__Document text__
==============================

/parquet-rewriter

A library to mutate parquet files

Primary LanguageJavaApache License 2.0Apache-2.0

Parquet-Rewriter

Parquet-Rewriter allows you to mutate Parquet files.

Background

Historically Parquet files have been viewed as immutable, and for good reason. You incur significant costs for structuring, compressing and writing out a parquet file. It is better to append data via new parquet files rather than incur the cost of a complete rewrite. This works well with event based datasets where redundancy and duplicates can be tolerated. However, when you are dealing with transactional recordsets or aggregate data, then redundant or obsolete records can become a problem. Parquet-rewriter provides a potentially cheaper alternative to completely rewriting your parquet files whenever you need to update these types of recordsets.

Detials

Parquet horizontally partitions sets of rows into row groups as depicted by this diagram:

alt text

Each row group is completely independent, and row group locations and statistics are stored at the trailing end of the file. parquet-rewriter takes advantage of these characteristics and its update strategy revolves around mutating only dirty row groups, ones that contain new, deleted or updated records, and passing through unmodified row groups in their raw and already compressed form.

alt

parquet-rewriter makes the following assumptions: First, all rows in each parquet file / shard need to be sorted by a primary key column. Secondly, all updates need to be applied using the same sort order.

Usage Example

/*Let start out with a thrift structure of the type:
...
struct Person {
  1: required string uuid,
  2: required Name name,
  3: optional i32 age,
  4: Address address,
  5: string info
}

// an update record can be either an upsert 
// or a delete, in which case we just pass in the uuid
union Update { 
  // set person if you want an upsert
  1: Person person,
  // set uuid if you want a delete
  2: string uuid
}

We are going to use uuid as our key field and the parquet records will be sorted and partitioned into N shards

Assuming you run an update in parallel, and for each shard you call an update function that takes an input 
path and an output path
*/

void updateParquetFile(Configuration conf,Path sourceFile,ArrayList<Update> sortedUpdateRecords,Path destFile) {
    // this maps Person object to uuid (the key field)

==============================

__Given information__
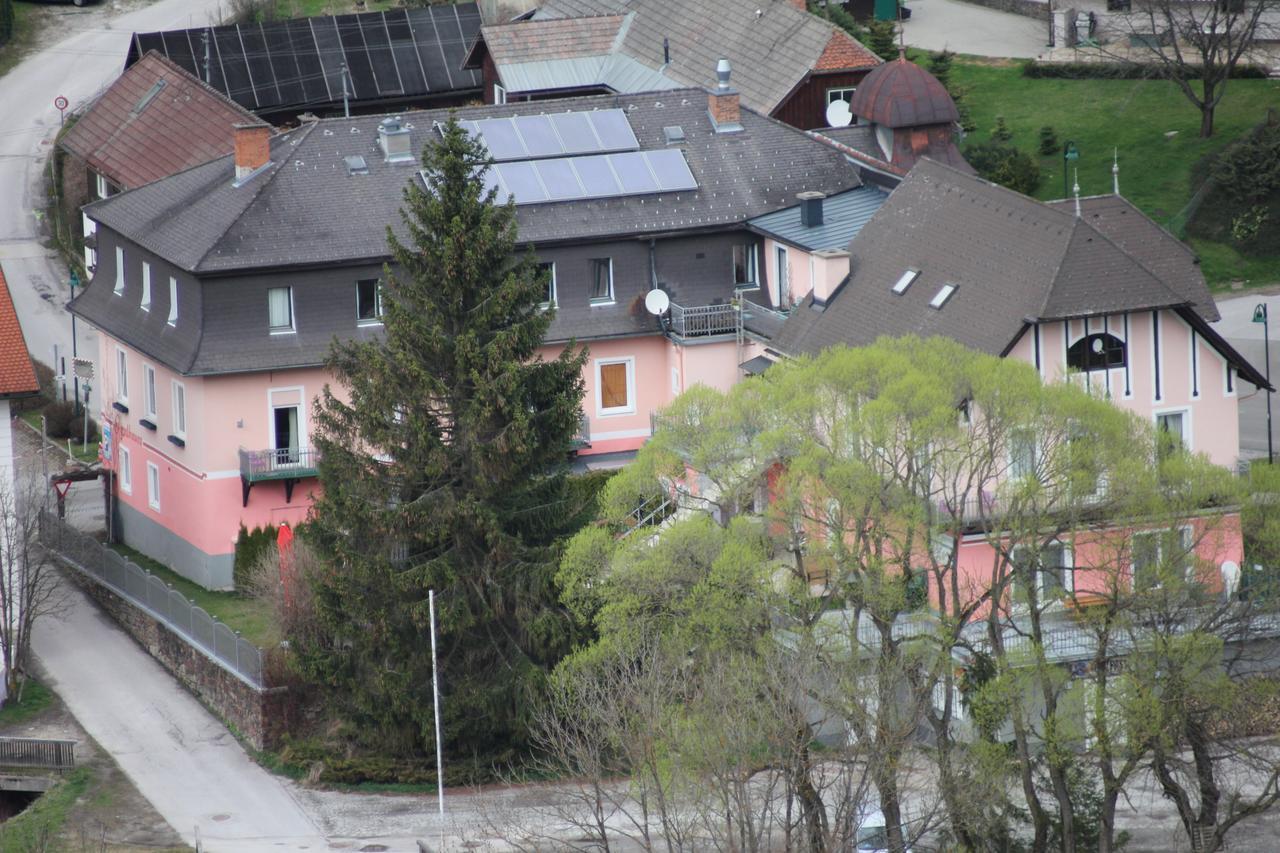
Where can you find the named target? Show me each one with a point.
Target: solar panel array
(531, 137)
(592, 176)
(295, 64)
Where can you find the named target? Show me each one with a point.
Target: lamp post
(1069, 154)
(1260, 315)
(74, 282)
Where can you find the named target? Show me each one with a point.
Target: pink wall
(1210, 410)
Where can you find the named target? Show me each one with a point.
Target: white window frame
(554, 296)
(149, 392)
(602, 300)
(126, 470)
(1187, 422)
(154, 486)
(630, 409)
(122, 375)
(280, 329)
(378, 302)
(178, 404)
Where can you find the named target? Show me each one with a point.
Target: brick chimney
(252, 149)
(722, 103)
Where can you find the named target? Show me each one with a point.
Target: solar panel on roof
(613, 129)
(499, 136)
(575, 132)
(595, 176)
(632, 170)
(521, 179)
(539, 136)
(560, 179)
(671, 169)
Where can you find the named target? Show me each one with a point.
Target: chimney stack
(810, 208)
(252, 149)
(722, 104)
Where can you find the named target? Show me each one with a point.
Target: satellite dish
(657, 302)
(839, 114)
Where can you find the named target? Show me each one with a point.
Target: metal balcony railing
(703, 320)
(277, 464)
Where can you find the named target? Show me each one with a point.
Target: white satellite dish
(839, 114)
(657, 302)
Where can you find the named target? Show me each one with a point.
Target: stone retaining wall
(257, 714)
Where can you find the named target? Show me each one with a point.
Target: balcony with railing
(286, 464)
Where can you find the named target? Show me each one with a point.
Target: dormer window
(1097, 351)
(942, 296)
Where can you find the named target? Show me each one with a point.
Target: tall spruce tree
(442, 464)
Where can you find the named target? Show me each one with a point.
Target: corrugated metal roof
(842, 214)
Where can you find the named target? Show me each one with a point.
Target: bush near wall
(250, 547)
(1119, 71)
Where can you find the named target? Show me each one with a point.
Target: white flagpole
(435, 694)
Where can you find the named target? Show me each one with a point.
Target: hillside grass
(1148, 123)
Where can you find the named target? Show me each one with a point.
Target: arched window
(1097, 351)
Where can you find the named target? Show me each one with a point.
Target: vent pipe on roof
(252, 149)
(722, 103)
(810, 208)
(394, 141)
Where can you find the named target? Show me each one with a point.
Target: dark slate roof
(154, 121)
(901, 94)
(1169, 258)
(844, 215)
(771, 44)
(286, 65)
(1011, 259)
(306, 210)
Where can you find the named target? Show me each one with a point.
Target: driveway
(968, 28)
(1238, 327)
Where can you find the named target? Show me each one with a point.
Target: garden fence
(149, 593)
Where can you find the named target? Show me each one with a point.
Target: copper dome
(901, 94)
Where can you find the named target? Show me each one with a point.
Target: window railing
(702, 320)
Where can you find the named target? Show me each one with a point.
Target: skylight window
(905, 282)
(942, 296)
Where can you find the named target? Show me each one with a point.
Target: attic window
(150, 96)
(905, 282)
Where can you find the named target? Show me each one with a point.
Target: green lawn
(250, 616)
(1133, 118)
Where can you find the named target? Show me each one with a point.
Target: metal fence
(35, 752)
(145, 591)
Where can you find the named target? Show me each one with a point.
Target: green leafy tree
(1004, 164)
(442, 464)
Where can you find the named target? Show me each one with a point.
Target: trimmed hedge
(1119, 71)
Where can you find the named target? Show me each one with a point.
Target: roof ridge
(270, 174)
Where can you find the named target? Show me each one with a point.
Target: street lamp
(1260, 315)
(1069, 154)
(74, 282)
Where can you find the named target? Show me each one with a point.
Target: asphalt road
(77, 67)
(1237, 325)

==============================

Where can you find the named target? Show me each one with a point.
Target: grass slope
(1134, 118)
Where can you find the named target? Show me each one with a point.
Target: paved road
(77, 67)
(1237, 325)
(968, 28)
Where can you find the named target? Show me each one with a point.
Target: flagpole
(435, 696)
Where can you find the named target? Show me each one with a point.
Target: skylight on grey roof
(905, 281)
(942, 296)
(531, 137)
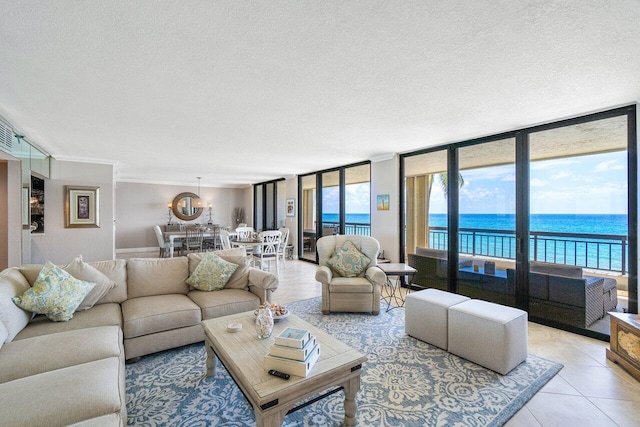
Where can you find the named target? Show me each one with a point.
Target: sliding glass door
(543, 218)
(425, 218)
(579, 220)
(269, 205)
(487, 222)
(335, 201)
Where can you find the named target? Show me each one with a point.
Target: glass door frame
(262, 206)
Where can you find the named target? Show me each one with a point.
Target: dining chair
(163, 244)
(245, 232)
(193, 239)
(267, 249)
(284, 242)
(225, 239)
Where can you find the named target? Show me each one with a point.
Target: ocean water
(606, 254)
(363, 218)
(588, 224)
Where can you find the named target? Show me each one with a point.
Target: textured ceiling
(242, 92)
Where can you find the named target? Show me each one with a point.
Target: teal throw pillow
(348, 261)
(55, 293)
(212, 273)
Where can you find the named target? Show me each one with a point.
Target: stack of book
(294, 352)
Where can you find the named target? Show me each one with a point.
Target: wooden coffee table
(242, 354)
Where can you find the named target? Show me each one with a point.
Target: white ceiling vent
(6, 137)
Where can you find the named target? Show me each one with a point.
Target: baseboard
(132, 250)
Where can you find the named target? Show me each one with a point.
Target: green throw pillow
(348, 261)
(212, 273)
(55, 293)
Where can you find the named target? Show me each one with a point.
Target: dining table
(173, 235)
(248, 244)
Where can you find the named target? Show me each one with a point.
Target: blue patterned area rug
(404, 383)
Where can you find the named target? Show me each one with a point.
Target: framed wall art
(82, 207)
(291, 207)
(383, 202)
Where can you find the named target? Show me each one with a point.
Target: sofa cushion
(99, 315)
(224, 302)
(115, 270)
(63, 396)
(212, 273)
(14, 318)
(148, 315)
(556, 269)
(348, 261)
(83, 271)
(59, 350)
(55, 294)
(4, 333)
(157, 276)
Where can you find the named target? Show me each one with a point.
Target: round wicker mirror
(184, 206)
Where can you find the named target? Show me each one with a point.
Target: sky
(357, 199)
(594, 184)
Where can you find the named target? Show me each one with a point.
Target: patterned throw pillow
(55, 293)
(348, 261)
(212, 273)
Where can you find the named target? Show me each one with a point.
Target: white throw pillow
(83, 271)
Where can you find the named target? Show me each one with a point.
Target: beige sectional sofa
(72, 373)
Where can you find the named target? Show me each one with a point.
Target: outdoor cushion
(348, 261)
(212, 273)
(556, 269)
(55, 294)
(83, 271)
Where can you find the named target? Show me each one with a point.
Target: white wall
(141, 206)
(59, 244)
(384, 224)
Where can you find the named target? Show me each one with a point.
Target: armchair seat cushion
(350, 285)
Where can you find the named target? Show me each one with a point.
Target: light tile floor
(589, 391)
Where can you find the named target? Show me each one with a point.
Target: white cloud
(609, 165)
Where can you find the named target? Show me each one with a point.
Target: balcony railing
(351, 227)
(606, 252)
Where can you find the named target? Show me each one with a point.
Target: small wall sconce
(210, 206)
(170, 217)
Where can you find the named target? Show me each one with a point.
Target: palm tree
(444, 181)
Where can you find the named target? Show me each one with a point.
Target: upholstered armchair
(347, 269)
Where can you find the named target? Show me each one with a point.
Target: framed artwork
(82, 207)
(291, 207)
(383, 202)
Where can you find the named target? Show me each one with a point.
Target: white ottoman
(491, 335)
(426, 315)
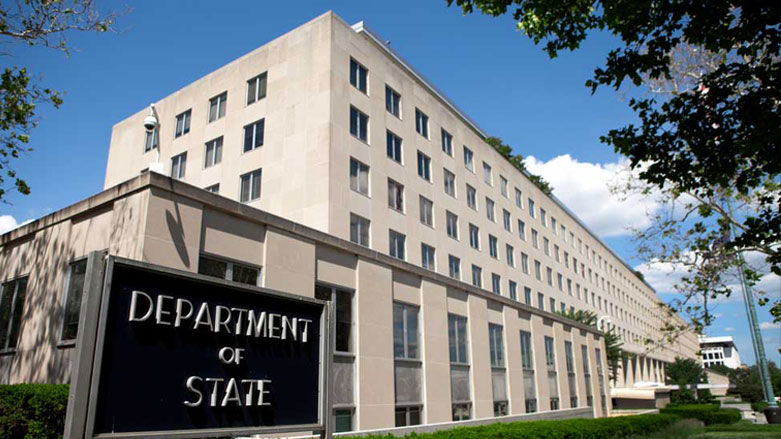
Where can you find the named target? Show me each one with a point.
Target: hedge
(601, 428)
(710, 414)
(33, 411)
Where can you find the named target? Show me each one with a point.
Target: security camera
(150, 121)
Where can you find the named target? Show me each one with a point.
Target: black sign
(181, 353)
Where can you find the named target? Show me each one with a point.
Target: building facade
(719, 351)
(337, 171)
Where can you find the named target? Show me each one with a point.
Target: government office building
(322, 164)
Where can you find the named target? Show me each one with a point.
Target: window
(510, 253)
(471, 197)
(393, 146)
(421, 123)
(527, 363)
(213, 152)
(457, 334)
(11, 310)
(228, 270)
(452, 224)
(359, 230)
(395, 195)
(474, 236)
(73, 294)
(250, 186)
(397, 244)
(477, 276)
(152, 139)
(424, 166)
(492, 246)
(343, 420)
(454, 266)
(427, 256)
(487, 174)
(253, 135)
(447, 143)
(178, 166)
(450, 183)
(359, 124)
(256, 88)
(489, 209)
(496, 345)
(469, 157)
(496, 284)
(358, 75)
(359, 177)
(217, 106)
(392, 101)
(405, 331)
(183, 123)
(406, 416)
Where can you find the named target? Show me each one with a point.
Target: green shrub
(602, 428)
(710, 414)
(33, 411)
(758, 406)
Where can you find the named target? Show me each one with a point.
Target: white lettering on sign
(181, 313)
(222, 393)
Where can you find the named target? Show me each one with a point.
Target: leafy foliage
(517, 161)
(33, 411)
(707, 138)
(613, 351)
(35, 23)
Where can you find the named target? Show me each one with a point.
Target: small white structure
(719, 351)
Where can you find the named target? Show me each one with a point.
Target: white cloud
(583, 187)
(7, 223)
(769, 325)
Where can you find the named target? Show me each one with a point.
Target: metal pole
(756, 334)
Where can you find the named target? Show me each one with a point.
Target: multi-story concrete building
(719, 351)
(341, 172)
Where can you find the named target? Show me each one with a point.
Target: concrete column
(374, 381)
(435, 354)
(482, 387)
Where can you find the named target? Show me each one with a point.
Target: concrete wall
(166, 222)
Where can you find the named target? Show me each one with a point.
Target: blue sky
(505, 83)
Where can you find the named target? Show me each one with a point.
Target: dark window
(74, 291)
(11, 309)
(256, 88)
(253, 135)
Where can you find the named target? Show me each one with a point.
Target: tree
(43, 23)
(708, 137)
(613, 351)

==============================

__Set exercise__
Reproduce the passage of the parquet-rewriter text from "Parquet-Rewriter allows you" to "types of recordsets." word for word. These entries have no connection to the parquet-rewriter text.

__Correct result__
Parquet-Rewriter allows you to mutate Parquet files.

Background

Historically Parquet files have been viewed as immutable, and for good reason. You incur significant costs for structuring, compressing and writing out a parquet file. It is better to append data via new parquet files rather than incur the cost of a complete rewrite. This works well with event based datasets where redundancy and duplicates can be tolerated. However, when you are dealing with transactional recordsets or aggregate data, then redundant or obsolete records can become a problem. Parquet-rewriter provides a potentially cheaper alternative to completely rewriting your parquet files whenever you need to update these types of recordsets.